**Study text:**

>>>

Discussions in education, social work and social policy
The Education and Social Work Dean’s Lecture Series features internationally renowned experts contributing to debates and discussions in education, social work and social policy.

The Education and Social Work Dean’s Lecture Series is free and open to the public. The first in our series for 2018 feautres Roger Saljo from the University of Gothenburg.

Learning as design and performative action: symbolic technologies and challenges for education in digital societies

Event details

Event type: Panel
Date: Wednesday 14 February 2018
Time: 6.15 - 7.30pm
Venue: Education Lecture Theatre 315, Education Building (A35), Manning Road
Cost: Free and open to all with online registrations required
Register for this event

The lecture

In the lecture, it will be argued learning as we know it is currently changing in nature from its traditional focus on reproduction to a focus on learning as design.

The purpose of education is to contribute to reproducing the knowledge and skills that are relevant for a society.

In traditional societies with a low division of labour this implies focussing on reproducing knowledge that is stable and well known. In societies undergoing rapid change, due to factors such as digitalisation, globalisation and an increasing knowledge production, the situation will be different.

Education and instruction – from preschool to university – can no longer be modelled solely on what is known but has to be forward looking and based on visions of a largely unknown future.

Professor Roger Saljo, University of Gothenburg

Professor Roger Säljö specialises in research on learning, interaction and human development in a sociocultural perspective, where he has published extensively.

Much of his work is related to issues of how people learn to use cultural tools and how we acquire competences and skills that are foundational to learning in a socially and technologically complex society.

In recent years, he has worked extensively with issues that concern how the so-called new technologies transform human learning practices inside and outside formal schooling. In this field, he has been responsible for the national research program, LearnIT, funded by the Knowledge-foundation and which finished in 2009.

Professor Säljö has also been engaged in interdisciplinary work with colleagues from a range of different disciplines including medicine and health care, various natural sciences, linguistics and several others.

Since 2006 he has been Director of the Linnaeus Centre for Research on Learning, Interaction and Mediated Communication in Contemporary Society (LinCS), a national centre of excellence funded by the Swedish Research Council.

Professor Säljö is one of the founding editors of the journal Learning, Culture and Social Interaction. He has supervised 47 Ph. D. students to their degree.

<<<

**Given entries:**
>>>

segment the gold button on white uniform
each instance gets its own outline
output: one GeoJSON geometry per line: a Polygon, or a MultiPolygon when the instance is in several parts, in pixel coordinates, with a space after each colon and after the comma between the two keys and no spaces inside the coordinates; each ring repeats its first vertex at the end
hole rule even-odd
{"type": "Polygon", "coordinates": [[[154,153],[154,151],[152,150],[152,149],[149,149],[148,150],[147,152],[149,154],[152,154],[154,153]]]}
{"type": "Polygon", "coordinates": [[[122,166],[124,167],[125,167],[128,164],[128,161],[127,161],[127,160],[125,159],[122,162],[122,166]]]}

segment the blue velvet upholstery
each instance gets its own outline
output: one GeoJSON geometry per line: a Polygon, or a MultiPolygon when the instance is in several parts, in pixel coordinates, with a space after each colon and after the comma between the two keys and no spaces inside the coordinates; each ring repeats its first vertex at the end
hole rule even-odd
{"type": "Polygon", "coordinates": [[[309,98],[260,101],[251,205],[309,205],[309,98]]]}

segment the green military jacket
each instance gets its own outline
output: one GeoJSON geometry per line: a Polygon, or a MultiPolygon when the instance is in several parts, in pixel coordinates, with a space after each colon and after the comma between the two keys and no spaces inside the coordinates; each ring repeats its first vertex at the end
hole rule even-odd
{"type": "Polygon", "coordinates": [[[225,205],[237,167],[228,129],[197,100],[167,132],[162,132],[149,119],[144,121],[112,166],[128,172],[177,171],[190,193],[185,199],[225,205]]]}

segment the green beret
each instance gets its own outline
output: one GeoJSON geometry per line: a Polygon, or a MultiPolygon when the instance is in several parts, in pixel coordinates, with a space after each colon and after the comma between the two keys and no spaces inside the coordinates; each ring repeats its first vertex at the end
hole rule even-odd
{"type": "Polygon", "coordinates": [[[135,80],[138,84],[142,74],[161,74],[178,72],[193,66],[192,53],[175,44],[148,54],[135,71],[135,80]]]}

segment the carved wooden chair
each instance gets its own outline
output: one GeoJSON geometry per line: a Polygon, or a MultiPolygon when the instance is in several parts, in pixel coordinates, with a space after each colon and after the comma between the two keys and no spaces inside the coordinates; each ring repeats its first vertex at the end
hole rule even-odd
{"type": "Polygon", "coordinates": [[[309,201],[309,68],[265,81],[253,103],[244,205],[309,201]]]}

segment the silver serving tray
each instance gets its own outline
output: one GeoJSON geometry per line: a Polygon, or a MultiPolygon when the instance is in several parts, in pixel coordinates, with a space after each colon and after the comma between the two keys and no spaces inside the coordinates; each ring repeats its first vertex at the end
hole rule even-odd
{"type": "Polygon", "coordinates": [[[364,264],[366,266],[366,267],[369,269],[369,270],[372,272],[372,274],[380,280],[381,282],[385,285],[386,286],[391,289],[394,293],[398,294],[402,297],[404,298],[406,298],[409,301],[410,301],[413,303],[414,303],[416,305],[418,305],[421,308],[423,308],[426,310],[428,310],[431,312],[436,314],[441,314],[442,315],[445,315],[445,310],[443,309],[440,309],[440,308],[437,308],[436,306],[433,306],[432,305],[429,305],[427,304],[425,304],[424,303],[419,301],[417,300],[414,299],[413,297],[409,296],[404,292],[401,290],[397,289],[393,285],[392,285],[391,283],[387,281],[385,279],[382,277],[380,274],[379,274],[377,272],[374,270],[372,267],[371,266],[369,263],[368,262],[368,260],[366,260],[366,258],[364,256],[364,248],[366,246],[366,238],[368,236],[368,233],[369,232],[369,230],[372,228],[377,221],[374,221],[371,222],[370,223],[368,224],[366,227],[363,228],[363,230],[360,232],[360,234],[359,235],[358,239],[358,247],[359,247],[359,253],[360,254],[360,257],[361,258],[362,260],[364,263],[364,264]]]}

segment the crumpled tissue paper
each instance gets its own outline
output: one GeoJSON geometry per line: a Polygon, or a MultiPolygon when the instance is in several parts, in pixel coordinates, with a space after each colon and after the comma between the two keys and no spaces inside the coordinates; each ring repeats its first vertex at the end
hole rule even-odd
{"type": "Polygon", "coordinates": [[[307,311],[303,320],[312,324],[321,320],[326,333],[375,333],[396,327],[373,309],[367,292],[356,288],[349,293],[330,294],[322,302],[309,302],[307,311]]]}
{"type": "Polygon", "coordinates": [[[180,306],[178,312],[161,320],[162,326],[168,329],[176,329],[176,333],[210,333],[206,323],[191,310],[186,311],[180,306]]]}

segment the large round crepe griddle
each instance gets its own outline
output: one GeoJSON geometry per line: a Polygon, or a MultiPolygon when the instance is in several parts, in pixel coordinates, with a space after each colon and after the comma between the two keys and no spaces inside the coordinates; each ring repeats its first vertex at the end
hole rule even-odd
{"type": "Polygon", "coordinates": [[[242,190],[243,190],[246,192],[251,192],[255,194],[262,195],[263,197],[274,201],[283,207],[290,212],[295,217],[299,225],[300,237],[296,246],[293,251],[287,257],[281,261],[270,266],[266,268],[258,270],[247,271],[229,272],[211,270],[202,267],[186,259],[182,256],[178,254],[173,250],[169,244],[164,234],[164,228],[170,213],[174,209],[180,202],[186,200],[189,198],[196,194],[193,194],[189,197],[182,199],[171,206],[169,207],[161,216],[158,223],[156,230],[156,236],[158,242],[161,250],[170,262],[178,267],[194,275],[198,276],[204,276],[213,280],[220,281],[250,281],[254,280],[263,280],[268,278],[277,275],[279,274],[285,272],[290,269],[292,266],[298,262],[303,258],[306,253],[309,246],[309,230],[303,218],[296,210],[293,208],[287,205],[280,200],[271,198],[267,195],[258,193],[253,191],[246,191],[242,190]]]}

<<<

From the lecture announcement above, print everything from "In the lecture, it" down to "will be different.", keeping every word and mark unchanged.

In the lecture, it will be argued learning as we know it is currently changing in nature from its traditional focus on reproduction to a focus on learning as design.

The purpose of education is to contribute to reproducing the knowledge and skills that are relevant for a society.

In traditional societies with a low division of labour this implies focussing on reproducing knowledge that is stable and well known. In societies undergoing rapid change, due to factors such as digitalisation, globalisation and an increasing knowledge production, the situation will be different.